A good move
Homelessness charities that usually compete for funds are working together to help get their clients into jobs
Josephine Moulds The Guardian, Wednesday 8 April 2009 Article historyDifficult times call for drastic action, and never more so than when it comes to finding jobs for people who are both unemployed and homeless. But since November, a number of homeless charities have put their rivalries to one side to form a consortium to get their clients into work.
David Lammy MP, who helped to kick start the scheme when he was minister for skills, is in no doubt about the enormity of the task. "Behind this issue is sometimes mental illness or drug addiction," he says. "It is people who are struggling with taking those first steps in any form of education, people who do not have English, people who find it difficult to add up."
Leslie Morphy, chief executive of Crisis, which is leading the 10-strong consortium that includes St Mungo's, Broadway and The Connection at St Martin's, says that although the programme was actually devised in a time of plenty, the economic downturn makes it more urgent. She warns: "If we don't do this now, we're going to end up, as we've ended up in other recessions, with not only one generation being unemployed, but another generation and another generation."
Skills and Jobs for Homeless People is funded by the government's Learning and Skills Council, which has pledged £775,000 a year until July 2010, subject to certain targets being met. It must engage 680 people on the programme doing courses, training and working towards qualifications; find jobs with training opportunities for 170 people; and 85 of those working must be in their job for at least 13 weeks.
The money is shared between the charities, which help with CVs, provide basic and vocational training, and broker specific job opportunities with employers. Opportunities range from the basic, such as delivering property magazines, to a 12-week bicycle maintenance course, which can pay £15 an hour.

────────────────

■ Using the information:
[A] From the article on homelessness charities, extract the passage between "The money is" and "pay £15 an hour.", inclusive.
[B] List every charity that the homelessness charities article names as part of the consortium.
[C] Write the next part of the article on homelessness charities, picking up after its last sentence.

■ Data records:
────────────────

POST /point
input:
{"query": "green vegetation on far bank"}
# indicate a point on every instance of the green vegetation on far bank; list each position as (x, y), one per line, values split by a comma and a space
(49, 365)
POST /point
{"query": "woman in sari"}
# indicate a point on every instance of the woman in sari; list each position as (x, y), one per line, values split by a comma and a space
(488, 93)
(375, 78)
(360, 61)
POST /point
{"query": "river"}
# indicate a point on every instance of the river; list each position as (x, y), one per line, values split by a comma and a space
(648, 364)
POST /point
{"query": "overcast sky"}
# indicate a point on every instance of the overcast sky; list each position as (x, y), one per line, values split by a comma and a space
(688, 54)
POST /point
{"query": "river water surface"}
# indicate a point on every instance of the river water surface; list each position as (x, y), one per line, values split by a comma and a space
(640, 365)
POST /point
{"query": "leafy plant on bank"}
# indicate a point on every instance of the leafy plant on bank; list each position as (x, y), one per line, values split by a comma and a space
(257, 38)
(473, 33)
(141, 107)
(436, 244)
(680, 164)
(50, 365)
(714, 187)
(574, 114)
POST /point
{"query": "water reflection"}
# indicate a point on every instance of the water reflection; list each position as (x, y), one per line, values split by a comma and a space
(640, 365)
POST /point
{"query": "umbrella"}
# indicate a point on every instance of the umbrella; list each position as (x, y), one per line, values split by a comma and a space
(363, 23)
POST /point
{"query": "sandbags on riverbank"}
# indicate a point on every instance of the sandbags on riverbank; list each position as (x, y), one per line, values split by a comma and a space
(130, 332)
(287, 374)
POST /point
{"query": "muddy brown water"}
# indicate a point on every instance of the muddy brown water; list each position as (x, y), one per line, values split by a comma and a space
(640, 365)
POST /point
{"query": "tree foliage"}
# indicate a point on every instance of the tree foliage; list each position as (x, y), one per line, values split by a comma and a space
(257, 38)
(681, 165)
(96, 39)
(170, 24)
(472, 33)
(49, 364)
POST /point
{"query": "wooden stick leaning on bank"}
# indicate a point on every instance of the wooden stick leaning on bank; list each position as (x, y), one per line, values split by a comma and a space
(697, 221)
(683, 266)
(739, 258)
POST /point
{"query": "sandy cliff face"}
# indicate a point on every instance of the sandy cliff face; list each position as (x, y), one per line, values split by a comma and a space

────────────────

■ Your written answers:
[A]
The money is shared between the charities, which help with CVs, provide basic and vocational training, and broker specific job opportunities with employers. Opportunities range from the basic, such as delivering property magazines, to a 12-week bicycle maintenance course, which can pay £15 an hour.

[B] Crisis, St Mungo's, Broadway, The Connection at St Martin's

[C]
Alex, a 27-year-old former heroin addict, is an early success story who has now held down for four months a job fitting air conditioning units.
Previously on the streets, he describes the obstacles to finding work. "You haven't got any money, or internet access or any credit on your phone, and you've got to walk everywhere," he says. "Some days, I went to a one-night shelter, but they wouldn't help me. They said I'd have to be homeless in that particular area for six months before I could even use the shower. So then it was a walk to the other side of London to go to another place. It was such a long way I had to camp out that night until I could get to another shelter."
Alex now lives in a hostel, which costs half his minimum-wage earnings, but his situation still feels very precarious. His hopes for the next couple of years are to get his own place and stay in employment. What might stop him achieving those goals? "Drugs," he says quietly.
Although employers don't receive a subsidy for taking on homeless jobseekers, they are supported by Crisis if anything goes wrong. After just two weeks, Alex went missing. Crisis tracked him down and discovered he had started taking methadone. "Once it was out in the open it was fine," says Richard Brooks, head of employability programmes at Crisis.
The concern is that other employers might not be as patient. So far, the scheme has found jobs for 20 people, and Morphy says: "We may have to be more persuasive, but there will be employers looking for people who, in a sense, we can give a guarantee about."
The different charities give the scheme coverage across London, as well as access to a wide variety of training resources.
Howard Sinclair, Broadway's chief executive, explains why this kind of partnership working doesn't happen more often. He says: "On one level, we are charities, but there is a competitive edge. We all tender for the same business. One of the downsides of the competitive environment that we're in is that it makes it harder to share information openly about how we run our business. There is a negative edge, which is about competing and doing each other down."
But he adds: "It is a positive way of challenging each other and working with each other. It isn't cosy, it isn't comfortable, but it stretches us all in a positive way, and reminds us what we're there to do."